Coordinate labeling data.
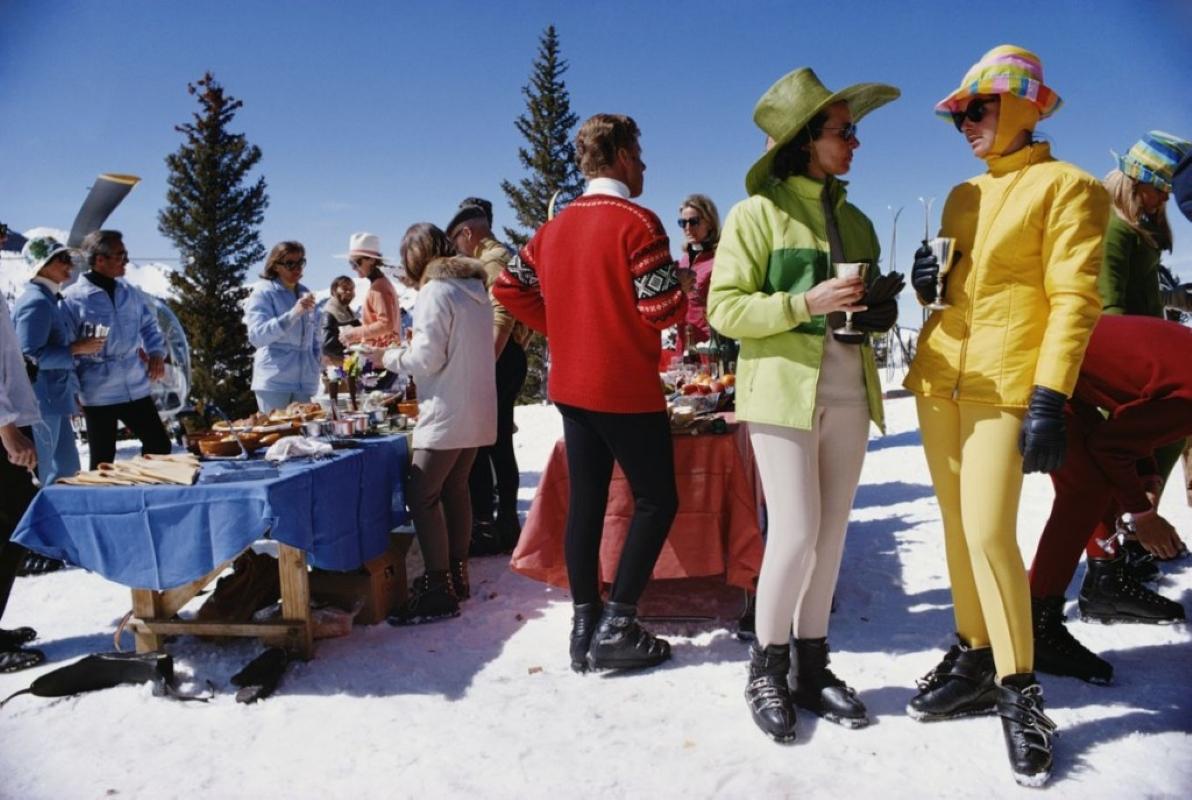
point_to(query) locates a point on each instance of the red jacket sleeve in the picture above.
(517, 289)
(660, 302)
(1131, 435)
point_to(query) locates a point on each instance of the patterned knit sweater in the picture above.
(598, 280)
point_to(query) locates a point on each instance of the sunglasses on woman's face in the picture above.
(846, 131)
(974, 112)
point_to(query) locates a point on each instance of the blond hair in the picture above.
(422, 243)
(707, 210)
(600, 138)
(1124, 194)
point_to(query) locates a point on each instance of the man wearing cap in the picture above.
(382, 316)
(1132, 396)
(600, 281)
(115, 380)
(471, 233)
(44, 332)
(1135, 239)
(18, 459)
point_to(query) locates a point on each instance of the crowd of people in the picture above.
(1048, 353)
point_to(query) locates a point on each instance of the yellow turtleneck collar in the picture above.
(1004, 165)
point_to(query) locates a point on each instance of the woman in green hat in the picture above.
(807, 396)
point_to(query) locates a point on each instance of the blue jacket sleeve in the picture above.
(264, 328)
(35, 322)
(150, 333)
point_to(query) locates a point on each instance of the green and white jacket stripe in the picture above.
(774, 248)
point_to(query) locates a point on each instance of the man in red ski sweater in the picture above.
(1134, 395)
(600, 281)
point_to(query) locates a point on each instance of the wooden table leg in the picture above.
(147, 605)
(296, 595)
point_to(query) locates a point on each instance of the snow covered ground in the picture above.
(485, 706)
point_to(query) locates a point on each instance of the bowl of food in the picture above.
(699, 403)
(223, 447)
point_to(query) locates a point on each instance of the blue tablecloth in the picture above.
(340, 510)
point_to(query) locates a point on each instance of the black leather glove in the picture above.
(924, 273)
(876, 318)
(1043, 436)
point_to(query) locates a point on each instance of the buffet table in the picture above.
(167, 543)
(715, 532)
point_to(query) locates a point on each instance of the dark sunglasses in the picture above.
(974, 112)
(848, 131)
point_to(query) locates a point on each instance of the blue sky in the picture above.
(373, 116)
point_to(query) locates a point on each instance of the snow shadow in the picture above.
(1150, 682)
(874, 609)
(891, 494)
(905, 439)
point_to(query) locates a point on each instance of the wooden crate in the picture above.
(380, 583)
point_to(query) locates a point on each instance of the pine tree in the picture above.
(551, 157)
(551, 162)
(212, 216)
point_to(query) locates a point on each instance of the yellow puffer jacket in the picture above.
(1023, 295)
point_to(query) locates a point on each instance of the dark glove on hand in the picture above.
(1043, 436)
(924, 273)
(876, 318)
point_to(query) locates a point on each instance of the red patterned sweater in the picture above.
(600, 281)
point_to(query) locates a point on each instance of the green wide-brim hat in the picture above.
(794, 100)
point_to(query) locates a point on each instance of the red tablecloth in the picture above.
(715, 532)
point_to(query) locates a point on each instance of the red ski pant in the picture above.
(1082, 515)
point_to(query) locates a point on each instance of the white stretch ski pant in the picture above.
(809, 478)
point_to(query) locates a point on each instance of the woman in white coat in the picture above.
(451, 358)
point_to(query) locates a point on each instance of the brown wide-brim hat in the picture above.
(794, 100)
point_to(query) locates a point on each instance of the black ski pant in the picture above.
(17, 492)
(140, 416)
(500, 458)
(641, 445)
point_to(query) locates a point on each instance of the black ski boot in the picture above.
(584, 619)
(508, 531)
(1026, 729)
(1110, 595)
(485, 540)
(459, 581)
(1057, 652)
(768, 693)
(746, 624)
(962, 684)
(1140, 564)
(621, 643)
(432, 599)
(820, 692)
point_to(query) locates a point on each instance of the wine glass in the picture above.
(849, 270)
(942, 248)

TASK TO COMPLETE.
Write out, word for word, the part of the data that opens with the line containing "knit sweater in the picture above." and closes with the line containing "(1124, 194)", both lines included.

FINISHED ANSWER.
point_to(query) locates a point on each instance of the patterned knit sweater in the picture above.
(598, 280)
point_to(query) locates a point on each instance of the sunglasses on woman's face in the picture above.
(846, 131)
(974, 112)
point_to(query) locates a point on each instance of the blond hair in the picture above.
(422, 243)
(707, 210)
(600, 138)
(1124, 194)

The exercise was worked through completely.